TASK BRIEF
Down to the last line, set down the listing below exactly, apart from its pictures.

MATERIAL PROVIDED
========

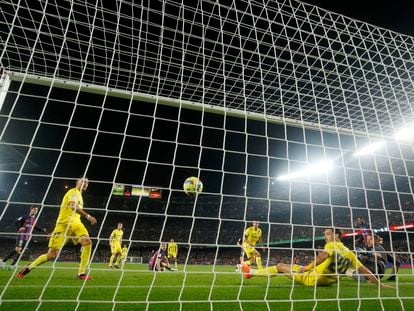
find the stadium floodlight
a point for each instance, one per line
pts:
(319, 168)
(369, 149)
(405, 133)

========

THE ANSWER
find the stadium floodlight
a point for each instance, one per line
pts:
(319, 168)
(369, 149)
(405, 133)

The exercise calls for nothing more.